Data section:
- - -

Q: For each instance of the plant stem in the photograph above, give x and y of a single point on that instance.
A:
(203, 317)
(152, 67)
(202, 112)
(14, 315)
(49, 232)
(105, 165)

- - -

Task objective:
Write out every line of the records above word for word.

Answer to the problem:
Q: For each instance of the plant stem in the photograph above, give x and y of a single point on that instance.
A:
(203, 317)
(152, 67)
(202, 112)
(14, 315)
(49, 232)
(105, 165)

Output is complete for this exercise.